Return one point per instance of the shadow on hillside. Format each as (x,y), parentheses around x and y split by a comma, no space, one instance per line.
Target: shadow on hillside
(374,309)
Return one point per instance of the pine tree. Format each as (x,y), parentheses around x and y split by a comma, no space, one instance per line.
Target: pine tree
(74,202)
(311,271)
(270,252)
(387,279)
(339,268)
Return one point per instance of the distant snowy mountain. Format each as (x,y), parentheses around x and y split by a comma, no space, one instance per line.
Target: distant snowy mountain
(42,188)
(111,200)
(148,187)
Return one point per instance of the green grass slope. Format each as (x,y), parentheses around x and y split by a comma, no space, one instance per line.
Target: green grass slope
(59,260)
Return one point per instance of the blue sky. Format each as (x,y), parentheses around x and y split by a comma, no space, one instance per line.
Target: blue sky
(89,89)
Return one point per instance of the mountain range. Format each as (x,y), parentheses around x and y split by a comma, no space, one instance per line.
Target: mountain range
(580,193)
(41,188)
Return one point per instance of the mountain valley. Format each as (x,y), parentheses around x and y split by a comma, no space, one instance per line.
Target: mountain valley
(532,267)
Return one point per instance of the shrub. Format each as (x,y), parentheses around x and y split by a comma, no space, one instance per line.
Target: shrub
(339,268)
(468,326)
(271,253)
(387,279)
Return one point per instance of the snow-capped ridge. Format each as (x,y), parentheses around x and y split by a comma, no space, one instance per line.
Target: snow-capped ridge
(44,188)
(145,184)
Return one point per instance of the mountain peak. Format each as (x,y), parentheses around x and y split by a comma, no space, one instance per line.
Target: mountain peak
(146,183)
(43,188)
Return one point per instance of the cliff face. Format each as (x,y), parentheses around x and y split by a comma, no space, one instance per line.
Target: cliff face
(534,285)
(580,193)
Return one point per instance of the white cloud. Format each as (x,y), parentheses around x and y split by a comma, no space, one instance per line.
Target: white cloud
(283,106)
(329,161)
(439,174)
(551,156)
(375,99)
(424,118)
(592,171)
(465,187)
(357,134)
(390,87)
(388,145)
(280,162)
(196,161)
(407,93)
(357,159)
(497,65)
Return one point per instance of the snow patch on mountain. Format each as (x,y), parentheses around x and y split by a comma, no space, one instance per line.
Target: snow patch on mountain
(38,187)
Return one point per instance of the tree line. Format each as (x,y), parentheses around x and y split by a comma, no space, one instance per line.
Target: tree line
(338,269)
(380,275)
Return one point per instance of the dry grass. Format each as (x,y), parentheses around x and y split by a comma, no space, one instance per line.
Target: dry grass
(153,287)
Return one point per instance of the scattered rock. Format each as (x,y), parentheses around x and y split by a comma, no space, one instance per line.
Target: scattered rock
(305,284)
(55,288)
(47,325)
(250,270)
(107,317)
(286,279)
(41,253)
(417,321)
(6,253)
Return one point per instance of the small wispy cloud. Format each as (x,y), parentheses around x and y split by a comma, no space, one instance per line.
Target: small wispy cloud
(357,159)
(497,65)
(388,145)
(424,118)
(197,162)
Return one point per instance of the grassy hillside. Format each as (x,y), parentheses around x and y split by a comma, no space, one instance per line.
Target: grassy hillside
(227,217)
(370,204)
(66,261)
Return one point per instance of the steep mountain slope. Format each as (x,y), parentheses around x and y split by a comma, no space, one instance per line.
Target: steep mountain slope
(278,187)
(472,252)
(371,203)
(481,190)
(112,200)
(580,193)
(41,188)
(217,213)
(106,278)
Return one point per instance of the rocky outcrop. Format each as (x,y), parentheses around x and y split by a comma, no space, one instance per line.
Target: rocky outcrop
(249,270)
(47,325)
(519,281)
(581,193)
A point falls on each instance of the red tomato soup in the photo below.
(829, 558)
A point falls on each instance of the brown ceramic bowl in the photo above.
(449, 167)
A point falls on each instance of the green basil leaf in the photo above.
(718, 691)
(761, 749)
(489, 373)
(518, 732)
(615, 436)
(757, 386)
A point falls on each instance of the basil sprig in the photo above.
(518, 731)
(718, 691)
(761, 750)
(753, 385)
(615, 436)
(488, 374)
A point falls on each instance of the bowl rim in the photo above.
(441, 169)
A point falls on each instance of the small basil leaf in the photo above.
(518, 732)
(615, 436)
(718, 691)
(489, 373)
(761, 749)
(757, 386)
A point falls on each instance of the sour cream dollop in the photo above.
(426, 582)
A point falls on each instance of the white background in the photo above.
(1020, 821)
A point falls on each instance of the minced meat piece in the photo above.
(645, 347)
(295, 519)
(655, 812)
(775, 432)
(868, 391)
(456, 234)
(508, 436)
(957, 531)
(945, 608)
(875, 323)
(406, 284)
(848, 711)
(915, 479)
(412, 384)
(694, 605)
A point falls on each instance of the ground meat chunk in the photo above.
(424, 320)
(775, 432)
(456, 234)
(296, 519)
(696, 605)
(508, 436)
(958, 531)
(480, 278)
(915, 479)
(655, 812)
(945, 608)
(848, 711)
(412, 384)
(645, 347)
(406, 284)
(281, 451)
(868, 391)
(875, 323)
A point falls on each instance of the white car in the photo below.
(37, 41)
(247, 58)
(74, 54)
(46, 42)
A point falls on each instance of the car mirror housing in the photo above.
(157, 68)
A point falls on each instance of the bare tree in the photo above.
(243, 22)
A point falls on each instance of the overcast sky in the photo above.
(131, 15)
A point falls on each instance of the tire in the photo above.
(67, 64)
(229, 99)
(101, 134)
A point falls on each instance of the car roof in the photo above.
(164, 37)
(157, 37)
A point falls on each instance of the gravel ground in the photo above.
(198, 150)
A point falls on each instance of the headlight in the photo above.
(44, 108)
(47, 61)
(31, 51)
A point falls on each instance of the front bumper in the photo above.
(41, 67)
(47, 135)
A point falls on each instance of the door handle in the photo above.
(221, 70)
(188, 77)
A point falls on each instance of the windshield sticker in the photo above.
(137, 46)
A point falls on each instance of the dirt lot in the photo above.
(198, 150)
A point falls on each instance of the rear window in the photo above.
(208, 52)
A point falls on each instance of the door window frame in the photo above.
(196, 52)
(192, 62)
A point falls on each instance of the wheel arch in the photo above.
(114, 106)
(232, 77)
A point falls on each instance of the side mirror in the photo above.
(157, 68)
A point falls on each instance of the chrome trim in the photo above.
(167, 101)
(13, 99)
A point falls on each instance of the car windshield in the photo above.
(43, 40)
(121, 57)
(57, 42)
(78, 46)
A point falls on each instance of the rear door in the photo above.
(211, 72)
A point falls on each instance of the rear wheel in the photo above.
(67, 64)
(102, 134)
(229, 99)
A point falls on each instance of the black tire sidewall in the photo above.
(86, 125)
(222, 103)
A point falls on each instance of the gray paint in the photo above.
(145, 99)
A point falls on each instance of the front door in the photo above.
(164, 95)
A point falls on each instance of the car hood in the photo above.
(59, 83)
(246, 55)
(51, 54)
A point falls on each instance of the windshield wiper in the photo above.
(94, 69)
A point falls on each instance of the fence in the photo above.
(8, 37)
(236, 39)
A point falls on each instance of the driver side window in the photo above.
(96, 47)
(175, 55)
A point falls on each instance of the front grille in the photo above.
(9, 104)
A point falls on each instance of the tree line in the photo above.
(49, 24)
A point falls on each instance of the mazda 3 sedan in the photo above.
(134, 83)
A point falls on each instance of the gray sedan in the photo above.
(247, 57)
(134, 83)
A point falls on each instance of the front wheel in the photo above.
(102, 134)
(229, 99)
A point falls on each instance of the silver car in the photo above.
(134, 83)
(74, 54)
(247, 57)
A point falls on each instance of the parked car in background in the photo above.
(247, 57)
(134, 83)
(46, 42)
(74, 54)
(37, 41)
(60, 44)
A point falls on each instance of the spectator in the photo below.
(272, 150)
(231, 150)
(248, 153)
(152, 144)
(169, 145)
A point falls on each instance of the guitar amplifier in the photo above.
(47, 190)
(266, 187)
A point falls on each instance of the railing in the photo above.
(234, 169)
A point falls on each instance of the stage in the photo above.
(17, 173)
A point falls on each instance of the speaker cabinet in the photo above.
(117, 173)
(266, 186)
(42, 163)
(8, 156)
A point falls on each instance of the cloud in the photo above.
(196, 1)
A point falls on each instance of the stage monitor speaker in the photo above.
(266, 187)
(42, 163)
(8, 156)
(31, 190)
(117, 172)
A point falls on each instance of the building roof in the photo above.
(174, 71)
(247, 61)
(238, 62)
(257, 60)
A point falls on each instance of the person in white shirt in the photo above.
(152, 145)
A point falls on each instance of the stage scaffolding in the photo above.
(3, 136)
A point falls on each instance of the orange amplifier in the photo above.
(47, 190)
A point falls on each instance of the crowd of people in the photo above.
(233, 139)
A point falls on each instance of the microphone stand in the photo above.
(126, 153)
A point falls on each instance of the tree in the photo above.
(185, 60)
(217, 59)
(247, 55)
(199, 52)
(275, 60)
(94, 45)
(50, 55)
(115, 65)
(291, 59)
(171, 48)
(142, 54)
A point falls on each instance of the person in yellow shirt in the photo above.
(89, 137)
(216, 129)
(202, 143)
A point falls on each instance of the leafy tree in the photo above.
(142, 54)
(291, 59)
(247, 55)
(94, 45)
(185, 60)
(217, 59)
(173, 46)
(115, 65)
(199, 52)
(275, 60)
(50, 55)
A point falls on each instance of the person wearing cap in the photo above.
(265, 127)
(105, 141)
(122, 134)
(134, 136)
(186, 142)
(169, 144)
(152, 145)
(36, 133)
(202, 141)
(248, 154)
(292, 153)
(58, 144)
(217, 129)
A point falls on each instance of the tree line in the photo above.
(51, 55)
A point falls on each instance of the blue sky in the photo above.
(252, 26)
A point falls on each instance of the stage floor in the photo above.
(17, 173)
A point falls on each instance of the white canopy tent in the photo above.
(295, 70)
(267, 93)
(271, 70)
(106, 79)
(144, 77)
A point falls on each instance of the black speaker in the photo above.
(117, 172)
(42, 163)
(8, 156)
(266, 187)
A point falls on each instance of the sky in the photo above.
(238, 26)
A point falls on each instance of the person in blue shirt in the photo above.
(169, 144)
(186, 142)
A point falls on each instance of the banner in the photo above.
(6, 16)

Exercise task:
Please repeat the listing from the line with "A point falls on each instance of the person wearing" through the end of the listing, swapping "canopy tent" for "marquee" and leaving everything else unchanged.

Exercise response:
A point falls on each instance of the person wearing cap in the photo above.
(265, 127)
(105, 141)
(122, 134)
(134, 136)
(186, 142)
(169, 144)
(152, 145)
(36, 133)
(202, 141)
(248, 154)
(292, 153)
(58, 144)
(217, 129)
A point falls on each instance of the tree line in the photo above.
(51, 55)
A point falls on each instance of the blue sky in the photo above.
(252, 26)
A point falls on each instance of the stage floor in the photo above.
(17, 173)
A point falls on each instance of the white marquee in the photo above.
(295, 70)
(267, 93)
(271, 70)
(106, 79)
(144, 77)
A point falls on each instance of the black speaker in the photo above.
(117, 172)
(42, 163)
(8, 156)
(266, 187)
A point falls on each instance of the sky in the photo above.
(238, 26)
A point falls on each instance of the person in blue shirt in the photo above.
(169, 144)
(186, 142)
A point falls on each instance of the banner in the photo above.
(6, 16)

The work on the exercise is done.